■ **What to do**:
(1) In the John Eberson profile, what was the name of the workshop through which he produced plasterwork for his theatre décors?
(2) Extend the John Eberson profile beyond its closing quotation, keeping the same tone and format.
═════ Selected excerpt
John Eberson (1875 – 1954) American Designer famous for the atmospheric theatre

John Eberson (1875 – 1954) was an american designer who was known for his cinema décors. One of his earliest, the 1923 Majestic Theatre in Houston, Texas, was a loosely recreated garden of a late-Renaissance palazzo in Italy. Through his workshop Michelangelo Studios, he was was successful at producing elaborate plasterwork for his theatre décors in Spanish, Moorish, Dutch, Chinese and other styles.

Over the course of his 50-year career, he designed over 500 theatres. He earned the moniker “Father of Atmospheric Theatre.”

Majestic Theatre Houston Texas designed by John Eberson
Majestic Theatre Houston Texas designed by John Eberson

Biography

John Eberson was born in Bukovina, Romania in 1875 and studied at the University of Vienna in 1893 and immigrated to the United States in 1901.

“We visualise and dream magnificent amphitheater, an Italian Garden, a Persian Court, a Spanish patio, or an Egyptian templyard, all canopied by a soft moonlight sky.”
══════════
═════ Supplied records
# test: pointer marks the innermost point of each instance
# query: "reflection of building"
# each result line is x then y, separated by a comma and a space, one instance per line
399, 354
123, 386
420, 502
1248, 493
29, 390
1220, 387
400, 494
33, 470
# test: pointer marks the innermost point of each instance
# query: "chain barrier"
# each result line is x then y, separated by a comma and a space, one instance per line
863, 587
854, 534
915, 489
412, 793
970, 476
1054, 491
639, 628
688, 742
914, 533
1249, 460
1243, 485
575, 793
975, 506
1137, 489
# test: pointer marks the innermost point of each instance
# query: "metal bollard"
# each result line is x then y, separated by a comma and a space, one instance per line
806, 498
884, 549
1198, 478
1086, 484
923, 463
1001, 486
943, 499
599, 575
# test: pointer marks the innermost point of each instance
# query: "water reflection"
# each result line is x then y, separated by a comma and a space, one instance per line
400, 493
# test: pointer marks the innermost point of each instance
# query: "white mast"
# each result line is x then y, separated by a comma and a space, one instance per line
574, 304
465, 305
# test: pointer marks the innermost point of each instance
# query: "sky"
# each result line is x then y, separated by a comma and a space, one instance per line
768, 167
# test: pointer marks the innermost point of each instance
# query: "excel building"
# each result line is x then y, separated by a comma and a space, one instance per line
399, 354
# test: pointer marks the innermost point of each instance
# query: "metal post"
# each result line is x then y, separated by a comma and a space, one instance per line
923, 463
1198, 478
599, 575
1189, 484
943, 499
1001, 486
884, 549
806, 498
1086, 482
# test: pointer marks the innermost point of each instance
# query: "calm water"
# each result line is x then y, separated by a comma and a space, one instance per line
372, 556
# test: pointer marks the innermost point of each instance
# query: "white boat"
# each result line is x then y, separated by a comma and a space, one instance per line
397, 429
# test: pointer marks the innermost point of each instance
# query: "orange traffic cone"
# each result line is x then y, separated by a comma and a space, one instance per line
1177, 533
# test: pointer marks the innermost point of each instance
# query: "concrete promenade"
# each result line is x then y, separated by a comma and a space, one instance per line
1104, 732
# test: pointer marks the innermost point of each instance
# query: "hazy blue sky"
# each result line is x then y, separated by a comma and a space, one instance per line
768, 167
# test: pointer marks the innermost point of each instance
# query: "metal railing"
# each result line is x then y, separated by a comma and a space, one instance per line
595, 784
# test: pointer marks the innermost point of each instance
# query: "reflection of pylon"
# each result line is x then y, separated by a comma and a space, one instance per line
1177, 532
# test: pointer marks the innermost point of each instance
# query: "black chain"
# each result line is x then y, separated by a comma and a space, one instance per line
══════════
═════ Supplied records
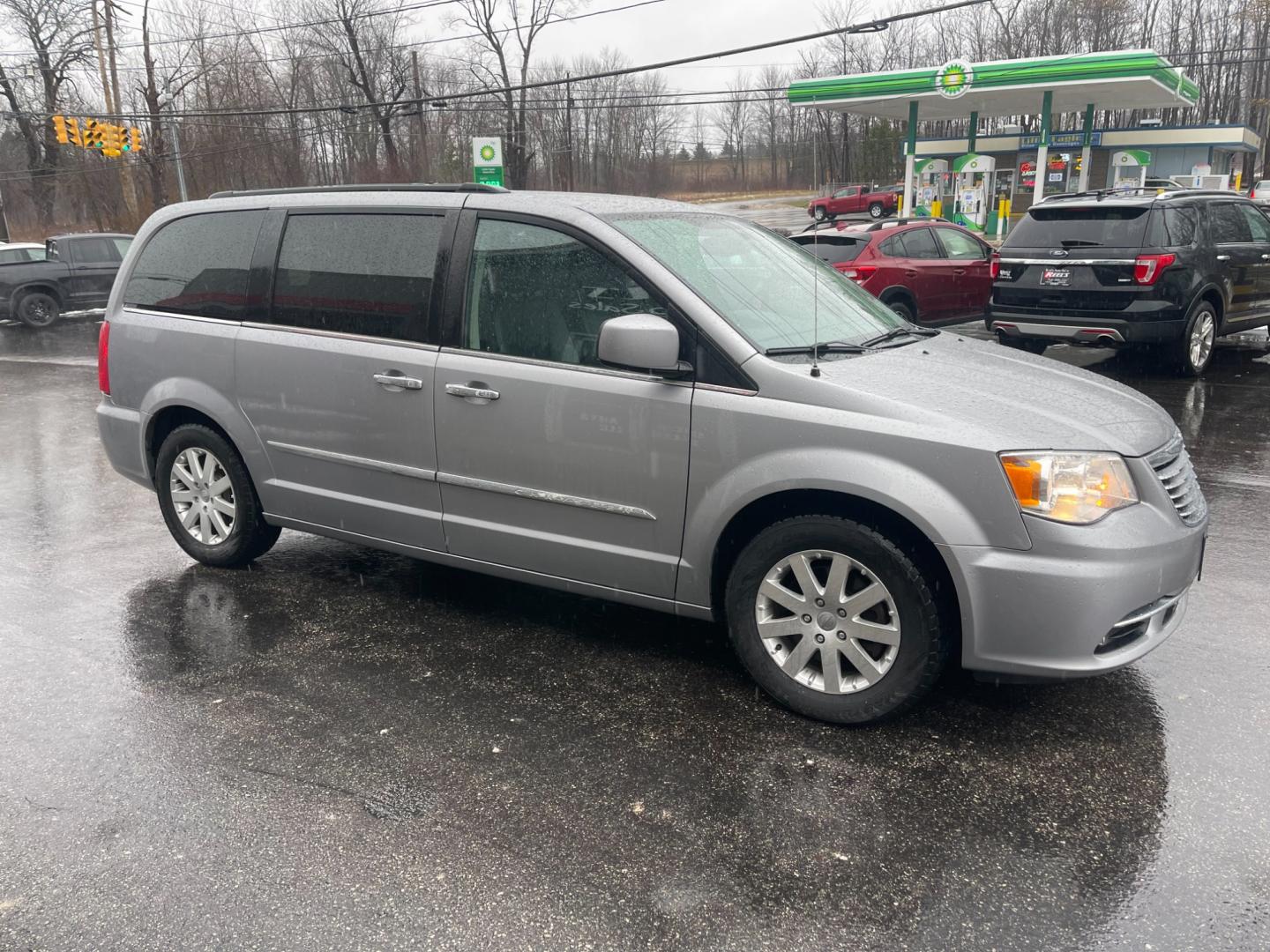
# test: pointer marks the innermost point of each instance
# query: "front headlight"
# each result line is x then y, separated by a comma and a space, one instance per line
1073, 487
══════════
═════ Supplied records
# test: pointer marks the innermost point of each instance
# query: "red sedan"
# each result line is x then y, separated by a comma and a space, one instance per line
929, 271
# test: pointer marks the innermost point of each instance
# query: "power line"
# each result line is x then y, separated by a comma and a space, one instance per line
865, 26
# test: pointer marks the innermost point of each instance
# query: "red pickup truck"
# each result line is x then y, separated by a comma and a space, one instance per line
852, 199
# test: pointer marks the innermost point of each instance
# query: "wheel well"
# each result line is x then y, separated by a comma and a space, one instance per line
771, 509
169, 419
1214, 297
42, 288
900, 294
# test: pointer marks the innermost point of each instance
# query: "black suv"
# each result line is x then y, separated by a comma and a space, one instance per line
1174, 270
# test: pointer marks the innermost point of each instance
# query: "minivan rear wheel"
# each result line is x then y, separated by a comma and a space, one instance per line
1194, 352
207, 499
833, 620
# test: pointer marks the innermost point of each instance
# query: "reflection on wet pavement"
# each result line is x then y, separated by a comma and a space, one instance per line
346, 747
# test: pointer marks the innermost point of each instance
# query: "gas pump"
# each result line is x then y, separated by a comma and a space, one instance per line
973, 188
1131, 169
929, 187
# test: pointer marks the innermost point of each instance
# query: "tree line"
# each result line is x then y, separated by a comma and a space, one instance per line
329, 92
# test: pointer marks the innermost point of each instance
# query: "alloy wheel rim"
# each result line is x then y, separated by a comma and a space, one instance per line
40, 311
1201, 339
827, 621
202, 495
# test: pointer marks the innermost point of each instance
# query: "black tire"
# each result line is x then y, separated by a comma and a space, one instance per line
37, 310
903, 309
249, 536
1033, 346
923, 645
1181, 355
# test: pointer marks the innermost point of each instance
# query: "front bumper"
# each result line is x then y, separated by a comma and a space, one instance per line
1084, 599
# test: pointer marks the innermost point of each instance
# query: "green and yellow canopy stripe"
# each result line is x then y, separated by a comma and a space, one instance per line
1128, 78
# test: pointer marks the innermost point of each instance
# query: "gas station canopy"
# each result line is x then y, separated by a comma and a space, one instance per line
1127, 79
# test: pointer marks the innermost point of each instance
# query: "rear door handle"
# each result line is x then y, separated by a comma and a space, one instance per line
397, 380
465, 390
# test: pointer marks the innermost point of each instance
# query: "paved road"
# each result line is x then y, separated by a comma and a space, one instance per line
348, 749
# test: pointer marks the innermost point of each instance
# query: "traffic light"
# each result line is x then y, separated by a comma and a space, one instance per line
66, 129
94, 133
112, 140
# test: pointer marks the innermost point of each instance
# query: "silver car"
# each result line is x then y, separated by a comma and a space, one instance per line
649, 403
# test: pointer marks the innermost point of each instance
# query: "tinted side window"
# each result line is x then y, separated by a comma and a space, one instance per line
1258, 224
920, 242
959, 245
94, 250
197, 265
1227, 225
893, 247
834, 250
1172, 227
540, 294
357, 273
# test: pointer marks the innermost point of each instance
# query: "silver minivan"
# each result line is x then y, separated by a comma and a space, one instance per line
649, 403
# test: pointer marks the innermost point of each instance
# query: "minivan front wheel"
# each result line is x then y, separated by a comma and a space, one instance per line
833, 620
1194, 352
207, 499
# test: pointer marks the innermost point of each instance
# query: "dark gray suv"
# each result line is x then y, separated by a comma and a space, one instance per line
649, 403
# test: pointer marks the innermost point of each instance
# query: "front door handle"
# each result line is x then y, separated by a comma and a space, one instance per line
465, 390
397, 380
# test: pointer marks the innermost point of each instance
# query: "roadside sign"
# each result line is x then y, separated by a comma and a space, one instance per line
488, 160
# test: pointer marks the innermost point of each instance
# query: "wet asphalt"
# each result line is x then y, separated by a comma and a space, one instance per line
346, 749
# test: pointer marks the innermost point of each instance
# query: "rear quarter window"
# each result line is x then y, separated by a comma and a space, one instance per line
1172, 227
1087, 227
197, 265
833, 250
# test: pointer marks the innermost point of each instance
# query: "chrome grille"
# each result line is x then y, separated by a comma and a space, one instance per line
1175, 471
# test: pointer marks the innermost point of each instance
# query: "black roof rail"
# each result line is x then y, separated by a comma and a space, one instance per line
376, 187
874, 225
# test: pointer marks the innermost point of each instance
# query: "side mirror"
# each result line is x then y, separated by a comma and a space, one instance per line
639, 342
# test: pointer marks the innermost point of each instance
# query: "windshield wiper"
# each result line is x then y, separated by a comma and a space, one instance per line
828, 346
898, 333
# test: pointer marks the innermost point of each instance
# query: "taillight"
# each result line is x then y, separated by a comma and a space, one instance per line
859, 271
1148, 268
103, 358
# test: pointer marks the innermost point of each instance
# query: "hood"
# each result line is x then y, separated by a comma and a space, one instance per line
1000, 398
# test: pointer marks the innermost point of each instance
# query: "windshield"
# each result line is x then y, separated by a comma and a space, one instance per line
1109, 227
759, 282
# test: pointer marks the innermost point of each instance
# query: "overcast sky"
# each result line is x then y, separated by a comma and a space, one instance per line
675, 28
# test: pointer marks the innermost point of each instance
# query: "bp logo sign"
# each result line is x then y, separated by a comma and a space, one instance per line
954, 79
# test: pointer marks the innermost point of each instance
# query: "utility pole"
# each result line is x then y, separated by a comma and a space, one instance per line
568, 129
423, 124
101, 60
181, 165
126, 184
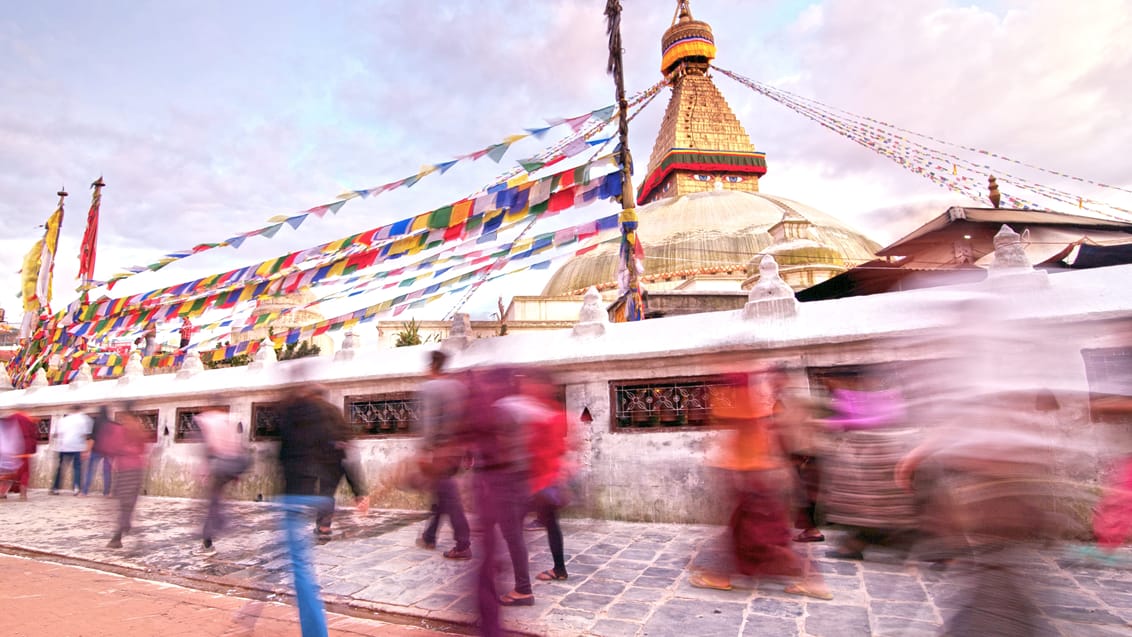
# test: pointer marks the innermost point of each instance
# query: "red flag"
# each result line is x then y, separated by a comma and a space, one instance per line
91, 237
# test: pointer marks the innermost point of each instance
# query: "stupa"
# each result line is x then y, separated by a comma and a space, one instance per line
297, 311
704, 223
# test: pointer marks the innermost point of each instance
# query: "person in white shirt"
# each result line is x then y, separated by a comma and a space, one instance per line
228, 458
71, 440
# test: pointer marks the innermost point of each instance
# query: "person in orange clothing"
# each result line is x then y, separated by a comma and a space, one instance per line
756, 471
══════════
■ **Expected responses**:
(1) Michelangelo Studios.

(2)
John Eberson

Eberson settled in St Louis Missouri, where he learned theater design while working for the Johnston Theatrical firm. Upon gaining knowledge of all facets of theatre building he moved to Hamilton, Ohio, in 1904, where he continued his architectural practice.

The Atmospheric Theatre

While he also planned conventional theatres, he was best known for the unique concept of atmospheric design. He provided theatre audiences with a romantic fantasy escape, an outrageously diverse architectural tradition. His work took on four basic atmospheric styles: Moorish, Persian Courtyards, Italian Gardens and Egyptian Temples.

Iris at Kalamazoo State Theatre
Iris at Kalamazoo State Theatre

While other designers hung elaborate chandeliers Eberson created simple Mediterranean blue evening skies with wispy clouds and twinkling lights simulating stars, which brought his design costs to 25% less than other builders of the day.

The Atmospheric Theatre – the experience

An atmospheric theatre recreated the sensation of being in an exotic outdoor setting, typically a Mediterranean courtyard or garden, with an azure sky overhead. The introduction of new technology in the form of the Brenograph projector resulted in wispy clouds drifting lazily across cerulean heavens, which were actually a domed plaster ceiling resembling that of a planterium. As the film began, the illusion of a sunset began, gradually deepening to a deep velvet mauve. Twinkling lights in constellation patterns became visible as the ceiling was revealed.

Eberson’s goal was to bring the outside in. His nine “P” motto was: Prepare Practical Plans for Pretty Playhouses – Please Patrons – Pay Profits.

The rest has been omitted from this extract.